Task directions -
Update the records by changing every "Locate" to "Find" and leaving all other text as it is. Omit the pictures from your answer.

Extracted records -
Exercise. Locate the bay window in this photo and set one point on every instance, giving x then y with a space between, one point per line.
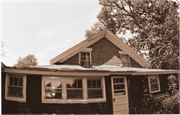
72 89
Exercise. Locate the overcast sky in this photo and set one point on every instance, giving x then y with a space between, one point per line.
44 29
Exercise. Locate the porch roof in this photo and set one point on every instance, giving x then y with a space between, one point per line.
108 69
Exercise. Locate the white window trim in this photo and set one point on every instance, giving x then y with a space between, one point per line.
122 53
23 99
89 50
64 94
150 84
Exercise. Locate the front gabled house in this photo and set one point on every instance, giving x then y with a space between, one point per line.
100 75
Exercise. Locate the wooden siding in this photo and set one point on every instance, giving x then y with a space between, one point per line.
137 91
34 105
74 60
103 52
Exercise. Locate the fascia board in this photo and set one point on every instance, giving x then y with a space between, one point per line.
127 49
73 50
36 72
156 72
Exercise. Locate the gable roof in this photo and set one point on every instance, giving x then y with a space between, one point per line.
91 40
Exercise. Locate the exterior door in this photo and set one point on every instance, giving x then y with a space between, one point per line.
120 95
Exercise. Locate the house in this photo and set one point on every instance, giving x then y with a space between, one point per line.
99 75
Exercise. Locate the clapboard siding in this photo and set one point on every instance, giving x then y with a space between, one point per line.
103 53
33 104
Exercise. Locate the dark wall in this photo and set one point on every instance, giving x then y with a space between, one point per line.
33 104
139 83
103 52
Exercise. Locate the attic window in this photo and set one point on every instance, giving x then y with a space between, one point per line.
154 85
85 58
73 89
125 59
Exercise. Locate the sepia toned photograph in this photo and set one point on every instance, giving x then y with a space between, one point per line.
90 57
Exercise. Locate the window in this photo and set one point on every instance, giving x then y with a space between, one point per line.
119 86
53 88
154 85
94 89
125 59
15 88
73 89
85 58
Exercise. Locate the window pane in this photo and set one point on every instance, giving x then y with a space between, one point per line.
98 83
53 93
119 86
95 93
74 94
89 83
73 83
118 80
154 87
15 91
118 93
153 79
79 83
94 83
53 83
15 81
11 81
20 81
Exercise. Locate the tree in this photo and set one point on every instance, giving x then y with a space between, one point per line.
2 48
155 24
29 60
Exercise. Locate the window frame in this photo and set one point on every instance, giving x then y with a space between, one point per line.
128 58
64 99
158 82
11 98
87 50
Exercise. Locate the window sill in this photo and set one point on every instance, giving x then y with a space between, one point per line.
73 101
154 91
15 99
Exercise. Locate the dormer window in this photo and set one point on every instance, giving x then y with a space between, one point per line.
85 58
125 59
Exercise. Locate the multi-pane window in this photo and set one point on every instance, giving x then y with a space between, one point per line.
94 88
119 86
85 60
74 88
125 60
154 85
53 88
15 88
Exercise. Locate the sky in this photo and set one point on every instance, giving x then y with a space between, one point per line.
45 28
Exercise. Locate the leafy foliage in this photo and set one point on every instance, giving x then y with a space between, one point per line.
29 60
152 105
172 83
155 24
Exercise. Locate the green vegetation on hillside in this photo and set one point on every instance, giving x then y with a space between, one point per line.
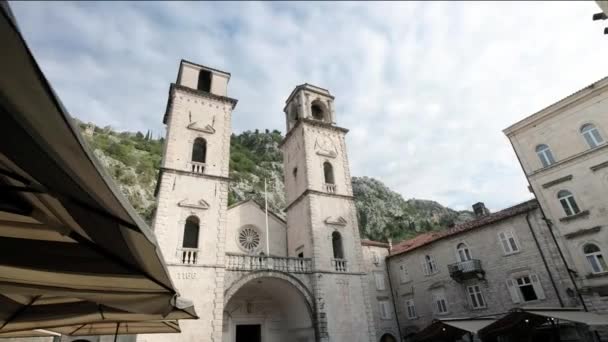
133 160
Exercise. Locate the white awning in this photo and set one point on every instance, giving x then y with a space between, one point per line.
470 325
589 318
603 5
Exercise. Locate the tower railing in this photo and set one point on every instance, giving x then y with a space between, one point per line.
243 262
196 167
187 256
330 188
339 265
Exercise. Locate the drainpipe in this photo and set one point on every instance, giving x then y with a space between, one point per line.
390 286
542 255
549 225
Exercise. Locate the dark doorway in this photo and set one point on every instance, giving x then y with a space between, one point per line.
204 81
248 333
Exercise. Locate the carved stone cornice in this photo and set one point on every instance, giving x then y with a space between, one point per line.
200 204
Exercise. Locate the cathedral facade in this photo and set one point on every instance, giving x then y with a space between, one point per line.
252 275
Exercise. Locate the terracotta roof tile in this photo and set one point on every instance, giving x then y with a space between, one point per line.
427 238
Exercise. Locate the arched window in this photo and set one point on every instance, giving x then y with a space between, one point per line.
328 171
568 203
592 135
595 258
199 150
191 229
336 241
388 338
204 80
545 155
318 111
464 254
429 265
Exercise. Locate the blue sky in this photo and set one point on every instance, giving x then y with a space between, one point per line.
425 88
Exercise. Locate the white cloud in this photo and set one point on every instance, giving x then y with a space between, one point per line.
426 88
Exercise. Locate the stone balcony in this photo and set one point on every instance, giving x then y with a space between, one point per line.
340 265
466 270
242 262
330 188
187 256
196 167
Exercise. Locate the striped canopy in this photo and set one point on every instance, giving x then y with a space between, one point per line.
72 249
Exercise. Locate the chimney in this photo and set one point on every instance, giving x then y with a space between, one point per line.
480 209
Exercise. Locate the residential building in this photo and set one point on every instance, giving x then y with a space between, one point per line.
564 155
483 267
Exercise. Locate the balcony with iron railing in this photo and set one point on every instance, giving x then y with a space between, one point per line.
187 256
243 262
466 270
340 265
196 167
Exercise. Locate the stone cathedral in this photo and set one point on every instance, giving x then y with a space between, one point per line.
309 278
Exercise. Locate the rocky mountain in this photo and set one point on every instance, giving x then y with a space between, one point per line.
133 159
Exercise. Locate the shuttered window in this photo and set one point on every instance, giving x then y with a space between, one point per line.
403 274
380 285
508 242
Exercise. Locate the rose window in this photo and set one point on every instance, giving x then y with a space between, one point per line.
249 238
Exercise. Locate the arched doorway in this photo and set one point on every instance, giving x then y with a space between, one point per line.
267 308
388 338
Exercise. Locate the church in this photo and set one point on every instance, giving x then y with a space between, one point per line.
252 275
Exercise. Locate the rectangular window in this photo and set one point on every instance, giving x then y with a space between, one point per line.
380 285
508 242
429 267
385 309
476 297
526 288
403 274
411 309
440 303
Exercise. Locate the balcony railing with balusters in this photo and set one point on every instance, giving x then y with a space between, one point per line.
339 265
466 269
188 256
242 262
330 188
196 167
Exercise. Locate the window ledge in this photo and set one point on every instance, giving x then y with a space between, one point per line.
582 232
582 214
596 275
512 253
557 181
479 309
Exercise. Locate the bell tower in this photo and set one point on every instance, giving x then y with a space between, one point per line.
321 215
192 195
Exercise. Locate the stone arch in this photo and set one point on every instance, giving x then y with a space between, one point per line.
295 282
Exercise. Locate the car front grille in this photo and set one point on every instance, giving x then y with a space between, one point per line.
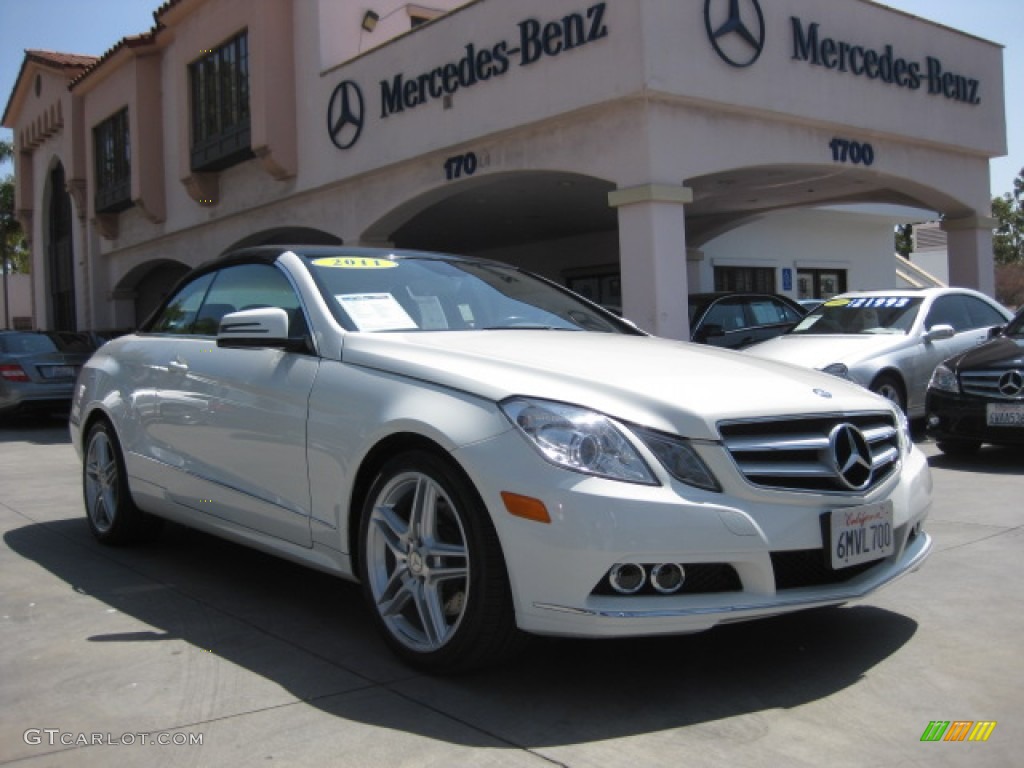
986 384
808 454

Task output -
Exercise. Find the bay window in this photo and set one point on every instance, giving x then y with a space between, one point per line.
72 89
Exercise. Find the overcast sky in this photo and set one point on every instance, giving x then y with a space between, one point per line.
44 29
Exercise. Find the porch roof in this photo and set one point on every instance, giving x then y with a space between, one point per line.
108 69
Exercise. Find the white window trim in this photo and set one point on every instance, giving x then y with a space between, one point per line.
122 53
23 99
89 50
64 94
150 84
Exercise. Find the front gabled house in this photo and set one point on every instance, giving x then y with a space between, one point per line.
100 75
Exercise. Find the wooden siding in this photo and set one point on every instance, giving x then y with a space between, one point per line.
137 91
34 105
74 60
103 52
Exercise. Find the fascia board in this photo and set one point on every instance, giving x then y with a space between, one point per line.
127 49
73 50
36 72
156 72
Exercise. Find the gable roof in this photo and set one point on every instance, giving x then y with a space between, one point per line.
91 40
Exercise. Find the exterior door in this photo and set one point on every instance, giving x then y with a space between, one point per line.
120 95
Exercise. Find the house in this photo and set one point on every instance, giving x then y with a space between, one point per line.
99 75
Exercise. Find the clapboard siding in this photo and set one point on every instance, giving x then y with a space between, one point per line.
103 53
33 104
Exercise. Find the dark wall in this photo and set one point on every instance, giving x then y with a space between, one point per line.
33 104
139 83
103 52
Exercise. Find the attic window in this photo and set one point on every instance, giving x then y with a space between, one point per line.
154 85
85 58
73 89
125 59
Exercise. Find the sepia toned photograph in this photo and set one point on every instance, giving x then y with a space between, one point per line.
90 57
Exercise. Find the window in this photo and set one point on every instance, giving x then y with a space between, one point per line.
119 86
53 88
154 85
94 89
125 59
15 88
73 89
85 58
Exercise. Find the window pane in this photo and set one point on every instance, giving x then y with a space between, one point per line.
98 83
53 93
119 86
95 93
74 94
89 83
73 83
118 80
154 87
15 91
118 93
153 79
79 83
94 83
53 83
15 81
11 81
20 81
Exercise. Find the tree in this photo and set one point on every instance, giving x then y with a space between, one point per line.
2 48
155 24
29 60
Exercise. Find the window frame in this photo and set one point on every instance, giving x then y with a space between, one point per line.
128 58
64 99
158 82
11 98
87 50
Exercise. Find the window sill in this photo and set one point on every instance, giving x then y with a space between, one point per line.
73 101
154 91
15 99
Exercise. Find the dormer window in this photo and set one point on every instance, giving x then y with a space between, one point per line.
85 58
125 59
Exercise. Find the multi-pane window in this photo and set one point on every instance, giving x then y with a space between, one point per line.
94 88
119 86
85 60
74 88
125 60
154 85
53 88
15 88
Exercise. Find the sky in this photo and set one point on every instance, giving x then y with a space between, one point per line.
45 28
Exercise. Find the leafy foliage in this photo and set one point on every instance, giving x then y with a space between, one point per line.
29 60
152 105
172 83
155 24
Exercise. Find the green vegetation on hillside in this photo and set one point on every instance, giving x then y with a space between, one point per line.
133 160
Exercise. Find the white awning in this photo and set one point on every instance, giving x then y with a space between, one point per line.
470 325
589 318
603 5
Exercise. Find the tower railing in this photo and set one point on every instance, giving x then y with a space between, one point per line.
243 262
196 167
187 256
330 188
339 265
Exercise. Find the drainpipe in this photo and set one point on every instance, giving x then y with a space between, one point per line.
390 286
542 255
549 225
Exercise. Find the dark doorway in this photo and set one point on every instance, giving x then y with a space between, one point per line.
204 81
248 333
Exercise. Find the carved stone cornice in this photo and set one point on every instance, giving x then y with a space between, one point per line.
200 204
Exercise. Find the cathedral facade in this photo and set one point on every instance, giving x then y with a space between, one point per line.
252 275
Exercise. Find the terracotta roof tile in this photo and set one point on every instance, giving x then y with a space between, one point per line.
427 238
Exercise. Find the arched window in this photo and set one point on every instance, giving x then y with a space between, one point per line.
328 171
568 203
592 135
595 258
199 150
191 229
336 241
388 338
204 80
545 155
318 111
464 254
429 265
Exercise. Find the blue sky in this photo and set one point on every instance, giving x then y with a space between, one point per line.
425 88
Exercise. Find the white cloud in this photo and set one point on every instance, giving x then y with a space between, one point per line.
426 88
Exercise. Find the stone balcony in this photo and set one point on every instance, giving x then y with a space between, one point per line.
340 265
466 270
242 262
330 188
187 256
196 167
Exercise. Find the striped canopy in this photo and set one point on every instance, giving x then y with a space between, one point per line.
72 249
Exercise. Find the chimney in this photo and set one point on every instance, giving x then y with a space between, one point per line.
480 209
Exercise. Find the residential building in this photo and set one point on every instance, giving x then y with a space between, one point per line.
564 155
483 267
Exercise. Find the balcony with iron railing in this photo and set one point on every instance, giving x then y with a space between, one point per line.
187 256
243 262
466 270
340 265
196 167
Exercise. Find the stone cathedral in this photo and set one point on every instance, giving x then y with a space between, one point per line.
309 278
Exercise. Find the rocky mountain in this photo and set one point on every instance, giving x then y with a space between, one point per line.
133 159
Exercise. Find the shuttered window in this photo and set one point on every instance, giving x then y with a space between, one point per line.
403 274
380 285
508 242
Exercise. Find the rose window in this photo and set one point on every instance, giving x then y with a space between, one point per line.
249 238
Exercise. Find the arched doorway in this photo and set one point on every instance, giving x then y with a space between, one point per line.
267 308
388 338
Exercise. Find the church in this photo and set one point on every instance, giving x then y with a space between, one point per line.
252 275
Exercise. Find the rectangular window in this photo and set one point on every instance, giving x then y with a space between, one point per line.
380 285
508 242
429 267
385 309
476 297
526 288
403 274
411 309
440 303
Exercise. Find the balcony railing with balusters in this photo and set one point on every instance, giving x then y with a space between, one point per line.
339 265
466 269
188 256
242 262
330 188
196 167
Exercise. Find the window ledge in this photo and set one point on every instance, giving x then y with a space between, one point per line.
582 232
582 214
596 275
512 253
557 181
479 309
Exercise. Find the bell tower in this photo and set one point on every instance, giving x then y with a space between, one point per line.
321 215
192 195
Exercise. Find the stone arch in this photo and set one point on every instance, giving x then y with a space between, one point per line.
295 282
Exercise. Find the car front grille in this photo and set one point on every instance, giving x then y with a space between, one point per line.
986 384
808 454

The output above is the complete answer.